# START OF DOCUMENT TEXT

Preparation of the thermal protective garment

The thermal protective garment 100 of the present invention comprises in order of: (a) an outer shell 11, (b) a moisture barrier 12, (c) a thermal insulator 13, and (d) a comfort liner 14, as shown in FIG. 1 (a) , FIG. 1 (b) and FIG. 1 (c) .

As used herein to describe the structure of a thermal protective garment, the “/” is used to separate each distinctive layer with the adjacent layer (s) therein. Therefore, the structure of the present thermal protective garment may be represented as a/b/c/d.

There is no special restriction on method for preparing the thermal protective garment in the present invention, and it can be any conventional known method in this field. For example, the method may comprises laying (a) an outer shell, (b) a moisture barrier, (c) a thermal insulator, and (d) a comfort liner in sequence of a/b/c/d to form an assembly, wherein the protuberances may exist on a surface of the thermal insulator (c) in contact with the moisture barrier (b) , or exist on another surface of the thermal insulator (c) in contact with the comfort liner (d) , or exist on both surfaces, then stitching or quilting the assembly to obtain a thermal protective garment.

As noted previously, it is desirable to provide adequate thermal protection for a firefighter with the lightest possible thermal protective garment to reduce the burden on the firefighter. The thermal protective performance (TPP) of the present thermal protective garment is evaluated by the heat transfer through thermal protective garment when exposed to flash fire conditions, according to the method published in NFPA 1971: Standard on Protective Ensemble for Structural Fire Fighting, 2000 edition, and recorded in “cal/cm²” . To exclude the basis weight factor of the thermal protective, an Fabric Failure Factor (FFF) value may be used for comparison, which is obtained by dividing the TPP value (cal/cm²) by the basis weight of the garment (in g/m²) . FFF value allows for an objective comparison between thermal protective materials on an equal basis. High FFF value indicates high thermal protection per unit weight.

# END OF DOCUMENT TEXT

**CHALLENGE 1:**
Reproduce the text on preparing the thermal protective garment word for word, from its header to its final sentence.

# START OF LISTING

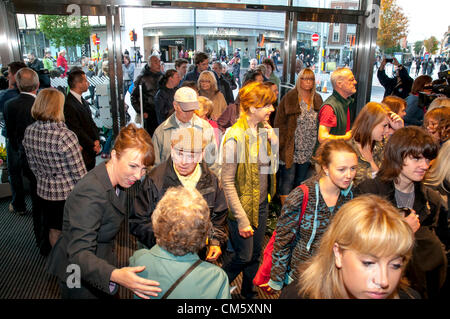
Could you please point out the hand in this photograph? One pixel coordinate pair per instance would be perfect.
(97, 147)
(413, 220)
(213, 253)
(246, 232)
(127, 277)
(395, 121)
(272, 137)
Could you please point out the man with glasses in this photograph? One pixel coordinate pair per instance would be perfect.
(184, 167)
(185, 102)
(201, 62)
(338, 111)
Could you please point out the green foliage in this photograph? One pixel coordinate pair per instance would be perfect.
(431, 44)
(418, 47)
(63, 32)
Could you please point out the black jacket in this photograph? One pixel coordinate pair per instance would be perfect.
(79, 120)
(17, 114)
(150, 85)
(164, 103)
(428, 253)
(390, 84)
(153, 189)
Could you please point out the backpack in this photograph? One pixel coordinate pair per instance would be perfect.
(263, 275)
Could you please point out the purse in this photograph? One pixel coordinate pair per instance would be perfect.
(176, 283)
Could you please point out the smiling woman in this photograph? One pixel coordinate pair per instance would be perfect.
(93, 215)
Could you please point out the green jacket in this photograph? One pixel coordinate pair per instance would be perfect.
(247, 172)
(340, 105)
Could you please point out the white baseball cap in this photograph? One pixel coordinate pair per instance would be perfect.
(186, 98)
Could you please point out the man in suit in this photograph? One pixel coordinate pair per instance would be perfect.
(79, 117)
(17, 117)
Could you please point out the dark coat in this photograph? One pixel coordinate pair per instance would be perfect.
(79, 120)
(155, 186)
(17, 116)
(164, 103)
(150, 85)
(93, 215)
(428, 253)
(286, 122)
(390, 84)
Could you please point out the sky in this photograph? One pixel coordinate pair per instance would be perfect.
(426, 18)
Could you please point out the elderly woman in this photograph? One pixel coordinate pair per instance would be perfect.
(248, 161)
(363, 253)
(297, 120)
(54, 156)
(207, 86)
(181, 225)
(83, 257)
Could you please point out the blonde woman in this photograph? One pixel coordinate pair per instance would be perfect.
(296, 120)
(207, 86)
(362, 255)
(369, 132)
(54, 155)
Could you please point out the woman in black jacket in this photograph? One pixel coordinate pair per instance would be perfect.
(164, 97)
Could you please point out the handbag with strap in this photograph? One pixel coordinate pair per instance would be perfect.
(176, 283)
(263, 275)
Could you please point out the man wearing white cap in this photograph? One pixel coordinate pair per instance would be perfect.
(185, 102)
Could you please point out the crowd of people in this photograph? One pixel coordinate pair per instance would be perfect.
(364, 195)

# END OF LISTING

**CHALLENGE 2:**
Write out the rows from the line with "Could you please point out the smiling" through the final row, both included, keeping every line unchanged.

**EXPECTED ANSWER 1:**
Preparation of the thermal protective garment

The thermal protective garment 100 of the present invention comprises in order of: (a) an outer shell 11, (b) a moisture barrier 12, (c) a thermal insulator 13, and (d) a comfort liner 14, as shown in FIG. 1 (a) , FIG. 1 (b) and FIG. 1 (c) .

As used herein to describe the structure of a thermal protective garment, the “/” is used to separate each distinctive layer with the adjacent layer (s) therein. Therefore, the structure of the present thermal protective garment may be represented as a/b/c/d.

There is no special restriction on method for preparing the thermal protective garment in the present invention, and it can be any conventional known method in this field. For example, the method may comprises laying (a) an outer shell, (b) a moisture barrier, (c) a thermal insulator, and (d) a comfort liner in sequence of a/b/c/d to form an assembly, wherein the protuberances may exist on a surface of the thermal insulator (c) in contact with the moisture barrier (b) , or exist on another surface of the thermal insulator (c) in contact with the comfort liner (d) , or exist on both surfaces, then stitching or quilting the assembly to obtain a thermal protective garment.

As noted previously, it is desirable to provide adequate thermal protection for a firefighter with the lightest possible thermal protective garment to reduce the burden on the firefighter. The thermal protective performance (TPP) of the present thermal protective garment is evaluated by the heat transfer through thermal protective garment when exposed to flash fire conditions, according to the method published in NFPA 1971: Standard on Protective Ensemble for Structural Fire Fighting, 2000 edition, and recorded in “cal/cm²” . To exclude the basis weight factor of the thermal protective, an Fabric Failure Factor (FFF) value may be used for comparison, which is obtained by dividing the TPP value (cal/cm²) by the basis weight of the garment (in g/m²) . FFF value allows for an objective comparison between thermal protective materials on an equal basis. High FFF value indicates high thermal protection per unit weight.

**EXPECTED ANSWER 2:**
Could you please point out the smiling woman in this photograph? One pixel coordinate pair per instance would be perfect.
(93, 215)
Could you please point out the green jacket in this photograph? One pixel coordinate pair per instance would be perfect.
(247, 172)
(340, 105)
Could you please point out the white baseball cap in this photograph? One pixel coordinate pair per instance would be perfect.
(186, 98)
Could you please point out the man in suit in this photograph? One pixel coordinate pair per instance would be perfect.
(79, 117)
(17, 117)
Could you please point out the dark coat in this photograph? One pixel coordinate pair per instance would be perfect.
(79, 120)
(155, 186)
(17, 116)
(164, 103)
(150, 85)
(93, 215)
(428, 253)
(286, 122)
(390, 84)
Could you please point out the sky in this photograph? One pixel coordinate pair per instance would be perfect.
(426, 18)
Could you please point out the elderly woman in this photograph? One pixel coordinate pair per instance would be perfect.
(248, 161)
(363, 253)
(297, 120)
(54, 156)
(207, 86)
(181, 225)
(83, 257)
Could you please point out the blonde woman in this photograph? One pixel coordinate pair per instance would be perfect.
(296, 120)
(207, 86)
(362, 255)
(369, 132)
(54, 155)
Could you please point out the woman in black jacket in this photograph? One pixel coordinate pair per instance would be perfect.
(164, 97)
Could you please point out the handbag with strap in this photograph? One pixel coordinate pair per instance would be perfect.
(176, 283)
(263, 275)
Could you please point out the man wearing white cap in this photograph? One pixel coordinate pair per instance would be perfect.
(185, 102)
Could you please point out the crowd of people in this photograph? One pixel coordinate pair per instance would be perfect.
(364, 195)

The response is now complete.